▸ Activity: Somewhere below is a line with "Where can you spot the cabin" and, later, a line with "Where can you spot the ceiling"; repeat those two lines and all the lines between them, exactly as they are.

▸ Records provided:
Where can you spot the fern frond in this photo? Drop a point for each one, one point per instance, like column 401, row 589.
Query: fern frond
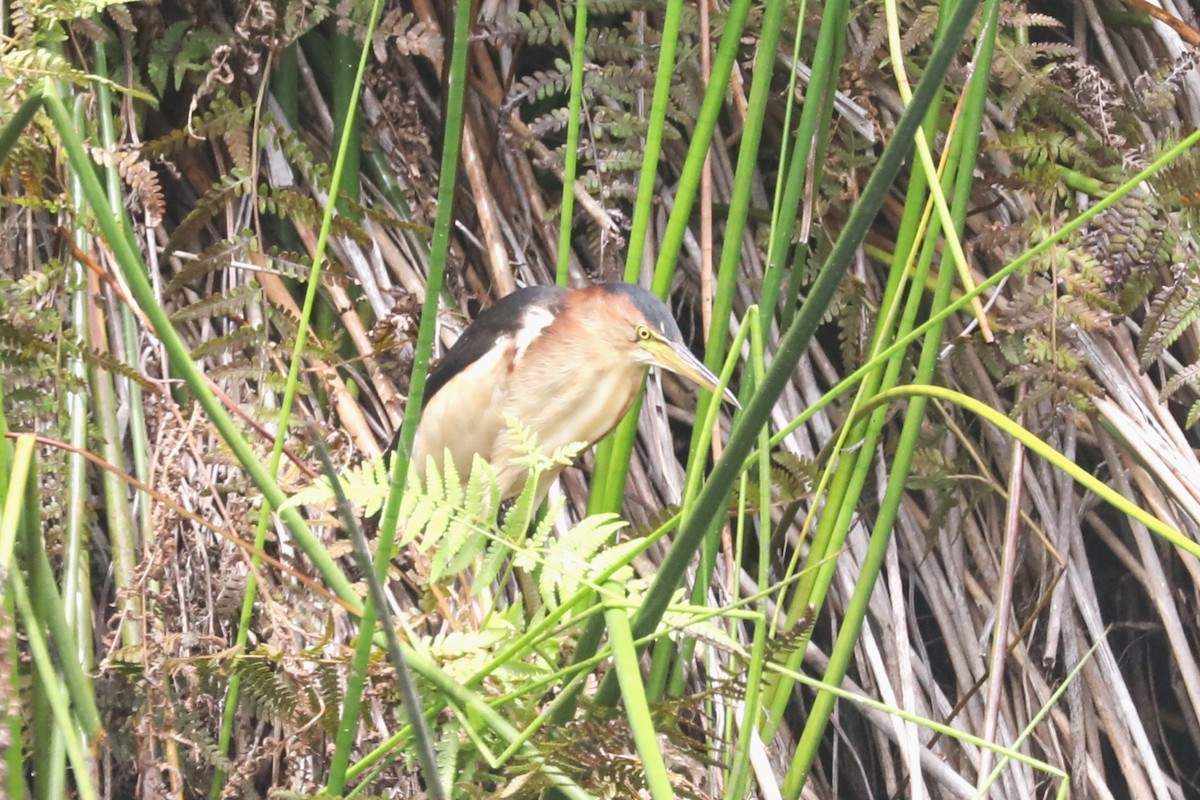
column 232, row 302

---

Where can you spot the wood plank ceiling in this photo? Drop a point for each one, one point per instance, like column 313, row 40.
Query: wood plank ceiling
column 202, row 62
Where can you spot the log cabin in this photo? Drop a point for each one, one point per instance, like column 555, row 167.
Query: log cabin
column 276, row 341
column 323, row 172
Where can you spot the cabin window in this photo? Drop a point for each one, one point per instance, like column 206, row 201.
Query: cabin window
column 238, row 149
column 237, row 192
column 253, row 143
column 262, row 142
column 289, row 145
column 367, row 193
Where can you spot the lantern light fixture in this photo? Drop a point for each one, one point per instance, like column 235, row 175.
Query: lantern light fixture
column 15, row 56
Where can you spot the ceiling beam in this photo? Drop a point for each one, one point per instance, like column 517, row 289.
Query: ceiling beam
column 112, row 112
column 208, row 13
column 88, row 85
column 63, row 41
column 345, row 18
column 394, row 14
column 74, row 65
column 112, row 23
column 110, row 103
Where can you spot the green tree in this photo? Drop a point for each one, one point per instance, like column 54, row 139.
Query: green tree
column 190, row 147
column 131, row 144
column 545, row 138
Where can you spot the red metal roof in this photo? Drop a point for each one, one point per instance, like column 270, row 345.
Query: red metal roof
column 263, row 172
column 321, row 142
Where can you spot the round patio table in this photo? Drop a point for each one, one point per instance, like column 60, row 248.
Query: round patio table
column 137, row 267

==

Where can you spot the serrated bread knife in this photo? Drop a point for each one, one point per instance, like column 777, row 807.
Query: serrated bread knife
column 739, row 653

▸ Response area:
Where can you spot the cabin window in this photo? Drop a point for each one, one point per instance, like column 206, row 201.
Query: cabin window
column 238, row 149
column 237, row 192
column 253, row 143
column 262, row 142
column 289, row 145
column 367, row 193
Where can you spot the lantern light fixture in this photo? Drop a point for each one, one point per instance, like column 235, row 175.
Query: lantern light fixture
column 15, row 56
Where can you spot the ceiling beam in this photo? Drop a point for each one, one point per instance, like column 517, row 289.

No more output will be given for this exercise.